- Text excerpt
_ _ _ _ _

Sattler M, Dannhauer T, Hudelmaier M, Wirth W, Sänger AM, Kwoh CK, Hunter DJ, Eckstein F, OAI investigators. Side differences of thigh muscle cross-sectional areas and maximal isometric muscle force in bilateral knees with the same radiographic disease stage, but unilateral frequent pain - data from the osteoarthritis initiative. Osteoarthritis and cartilage. 2012 Jun 1; 20(6):532-40.
To determine whether anatomical thigh muscle cross-sectional areas (MCSAs) and strength differ between osteoarthritis (OA) knees with frequent pain compared with contra-lateral knees without pain, and to examine the correlation between MCSAs and strength in painful vs painless knees.
Forty-eight subjects (31 women; 17 men; age 45-78 years) were drawn from 4,796 Osteoarthritis Initiative (OAI) participants, in whom both knees displayed the same radiographic stage (KLG2 or 3), one with frequent pain (most days of the month within the past 12 months) and the contra-lateral one without pain. Axial MR images were used to determine MCSAs of extensors, flexors and adductors at 35% femoral length (distal to proximal) and in two adjacent 5 mm images. Maximal isometric extensor and flexor forces were used as provided from the OAI database.
Painful knees showed 5.2% lower extensor MCSAs (P = 0.00003; paired t-test), and 7.8% lower maximal extensor muscle forces (P = 0.003) than contra-lateral painless knees. There were no significant differences in flexor forces, or flexor and adductor MCSAs (P > 0.39). Correlations between force and MCSAs were similar in painful and painless OA knees (0.44 < r < 0.66).
Knees with frequent pain demonstrate lower MCSAs and force of the quadriceps (but not of other thigh muscles) compared with contra-lateral knees without knee pain with the same radiographic stage. Frequent pain does not appear to affect the correlations between MCSAs and strength in OA knees. The findings suggest that quadriceps strengthening exercise may be useful in treating symptomatic knee OA.

_ _ _ _ _

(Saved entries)
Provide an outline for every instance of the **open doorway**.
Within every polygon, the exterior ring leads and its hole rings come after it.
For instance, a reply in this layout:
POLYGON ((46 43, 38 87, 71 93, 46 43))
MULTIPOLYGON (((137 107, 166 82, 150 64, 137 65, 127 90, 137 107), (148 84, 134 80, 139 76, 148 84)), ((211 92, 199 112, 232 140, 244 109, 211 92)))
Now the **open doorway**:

_ _ _ _ _

- Complete the following
**1.** In the study abstract, name each muscle group whose cross-sectional areas were measured on the axial MR images.
**2.** Duplicate the part of the study abstract that starts at the words "Sattler M, Dannhauer" and ends after "Jun 1; 20(6):532-40.".

- Written answers
**1.** Extensors, flexors, adductors

**2.**
Sattler M, Dannhauer T, Hudelmaier M, Wirth W, Sänger AM, Kwoh CK, Hunter DJ, Eckstein F, OAI investigators. Side differences of thigh muscle cross-sectional areas and maximal isometric muscle force in bilateral knees with the same radiographic disease stage, but unilateral frequent pain - data from the osteoarthritis initiative. Osteoarthritis and cartilage. 2012 Jun 1; 20(6):532-40.